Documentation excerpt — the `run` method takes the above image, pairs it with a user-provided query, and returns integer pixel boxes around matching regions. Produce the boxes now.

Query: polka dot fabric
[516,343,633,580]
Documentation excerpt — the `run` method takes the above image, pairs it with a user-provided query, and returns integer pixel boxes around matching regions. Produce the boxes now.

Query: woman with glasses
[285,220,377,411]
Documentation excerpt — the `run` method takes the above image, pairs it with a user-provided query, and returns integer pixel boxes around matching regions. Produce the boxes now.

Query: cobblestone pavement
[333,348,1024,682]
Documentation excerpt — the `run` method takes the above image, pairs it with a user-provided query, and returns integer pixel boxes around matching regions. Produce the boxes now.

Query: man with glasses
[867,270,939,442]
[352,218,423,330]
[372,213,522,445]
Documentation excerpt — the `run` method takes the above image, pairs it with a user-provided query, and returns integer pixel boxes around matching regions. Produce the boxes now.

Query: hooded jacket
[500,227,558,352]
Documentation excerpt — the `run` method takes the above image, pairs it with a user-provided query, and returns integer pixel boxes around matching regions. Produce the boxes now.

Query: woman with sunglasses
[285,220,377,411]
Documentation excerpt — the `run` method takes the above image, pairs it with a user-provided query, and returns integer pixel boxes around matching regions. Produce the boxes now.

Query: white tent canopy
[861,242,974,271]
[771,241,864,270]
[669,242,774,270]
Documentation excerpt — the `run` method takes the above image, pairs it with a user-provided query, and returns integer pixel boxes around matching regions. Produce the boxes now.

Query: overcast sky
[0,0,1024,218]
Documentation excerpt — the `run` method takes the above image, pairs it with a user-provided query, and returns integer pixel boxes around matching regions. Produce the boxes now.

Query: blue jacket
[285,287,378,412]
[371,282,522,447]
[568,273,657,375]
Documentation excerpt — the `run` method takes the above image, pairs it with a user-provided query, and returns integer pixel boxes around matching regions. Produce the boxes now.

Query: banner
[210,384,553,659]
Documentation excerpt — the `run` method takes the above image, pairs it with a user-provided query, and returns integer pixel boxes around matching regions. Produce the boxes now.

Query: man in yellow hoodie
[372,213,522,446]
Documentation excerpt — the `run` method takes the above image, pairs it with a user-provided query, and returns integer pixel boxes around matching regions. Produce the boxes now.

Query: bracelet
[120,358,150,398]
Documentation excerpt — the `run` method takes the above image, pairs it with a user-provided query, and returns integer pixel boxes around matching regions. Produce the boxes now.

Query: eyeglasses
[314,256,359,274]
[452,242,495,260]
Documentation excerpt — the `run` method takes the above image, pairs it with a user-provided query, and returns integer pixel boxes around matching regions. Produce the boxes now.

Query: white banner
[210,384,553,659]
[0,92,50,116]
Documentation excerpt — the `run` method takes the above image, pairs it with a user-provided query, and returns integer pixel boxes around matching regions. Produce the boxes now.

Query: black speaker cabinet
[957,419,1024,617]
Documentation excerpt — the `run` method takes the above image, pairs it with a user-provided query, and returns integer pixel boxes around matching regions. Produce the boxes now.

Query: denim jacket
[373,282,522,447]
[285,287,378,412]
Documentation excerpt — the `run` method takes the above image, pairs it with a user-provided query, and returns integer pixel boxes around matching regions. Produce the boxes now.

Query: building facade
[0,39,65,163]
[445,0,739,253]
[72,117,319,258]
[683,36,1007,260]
# # # #
● **O QUE FAZER**: Transforme as linhas do material acima em uma lista JSON de strings, com uma string para cada linha. Omita as linhas em branco.

● **TAREFA CONCLUÍDA**:
[
  "Documentation excerpt — the `run` method takes the above image, pairs it with a user-provided query, and returns integer pixel boxes around matching regions. Produce the boxes now.",
  "Query: polka dot fabric",
  "[516,343,633,580]",
  "Documentation excerpt — the `run` method takes the above image, pairs it with a user-provided query, and returns integer pixel boxes around matching regions. Produce the boxes now.",
  "Query: woman with glasses",
  "[285,220,377,411]",
  "Documentation excerpt — the `run` method takes the above image, pairs it with a user-provided query, and returns integer pixel boxes around matching regions. Produce the boxes now.",
  "Query: cobblestone pavement",
  "[333,348,1024,682]",
  "Documentation excerpt — the `run` method takes the above image, pairs it with a user-provided query, and returns integer pixel boxes around matching regions. Produce the boxes now.",
  "Query: man with glasses",
  "[867,270,939,442]",
  "[352,218,423,330]",
  "[372,213,522,445]",
  "Documentation excerpt — the `run` method takes the above image, pairs it with a user-provided query, and returns integer pixel boxes around matching regions. Produce the boxes now.",
  "Query: hooded jacket",
  "[500,227,558,352]",
  "Documentation excerpt — the `run` method takes the above image, pairs it with a user-provided query, and returns integer pixel boxes around matching regions. Produce the boxes now.",
  "Query: woman with sunglasses",
  "[285,220,377,411]",
  "Documentation excerpt — the `run` method takes the above image, pairs it with a user-provided query, and returns integer pixel boxes around matching regions. Produce the boxes now.",
  "Query: white tent canopy",
  "[861,242,974,271]",
  "[771,241,864,270]",
  "[669,242,774,270]",
  "Documentation excerpt — the `run` method takes the above image, pairs it with a user-provided query, and returns integer pixel boxes around matching regions. Produce the boxes now.",
  "Query: overcast sky",
  "[0,0,1024,218]",
  "Documentation excerpt — the `run` method takes the above image, pairs it with a user-provided query, and returns integer pixel boxes around matching regions. Produce the boxes now.",
  "Query: blue jacket",
  "[285,287,378,412]",
  "[371,282,522,447]",
  "[568,273,657,375]",
  "Documentation excerpt — the `run` method takes the above image, pairs it with a user-provided query, and returns integer pixel boxes around matching regions. Produce the boxes now.",
  "Query: banner",
  "[210,384,553,659]",
  "Documentation excerpt — the `run` method takes the above image, pairs it with a user-provided query, and returns integer pixel boxes around matching regions. Produce the boxes now.",
  "Query: man in yellow hoodie",
  "[372,213,522,446]",
  "Documentation excerpt — the `run` method takes the above image, pairs it with a user-provided query, and returns integer pixel boxes around matching regions. Produce the boxes now.",
  "Query: bracelet",
  "[120,358,150,398]",
  "Documentation excerpt — the `run` method takes the above image, pairs it with a user-provided query, and returns integer pixel boxes around matching regions. Produce the boxes now.",
  "Query: eyeglasses",
  "[314,256,359,274]",
  "[452,242,495,260]",
  "Documentation excerpt — the `run` method takes the above image, pairs it with a user-provided query, and returns integer pixel boxes around matching regions. Produce the boxes now.",
  "Query: white banner",
  "[210,384,553,659]",
  "[0,92,50,116]",
  "Documentation excerpt — the `run` method takes the above image, pairs it with a user-provided query, and returns integer pixel boxes around matching regions. Produce the boxes now.",
  "Query: black speaker cabinet",
  "[957,419,1024,617]",
  "Documentation excerpt — the `run` method takes the above image, pairs it with a user-provided query, and returns integer pixel boxes around matching regions. Produce the boxes now.",
  "Query: denim jacket",
  "[373,282,522,447]",
  "[285,287,378,412]",
  "Documentation excerpt — the `run` method takes the above image, pairs it with a user-provided query, and returns integer pixel boxes around matching regions. Produce the boxes now.",
  "Query: building facade",
  "[0,39,65,163]",
  "[445,0,739,253]",
  "[72,117,319,258]",
  "[683,36,1007,260]"
]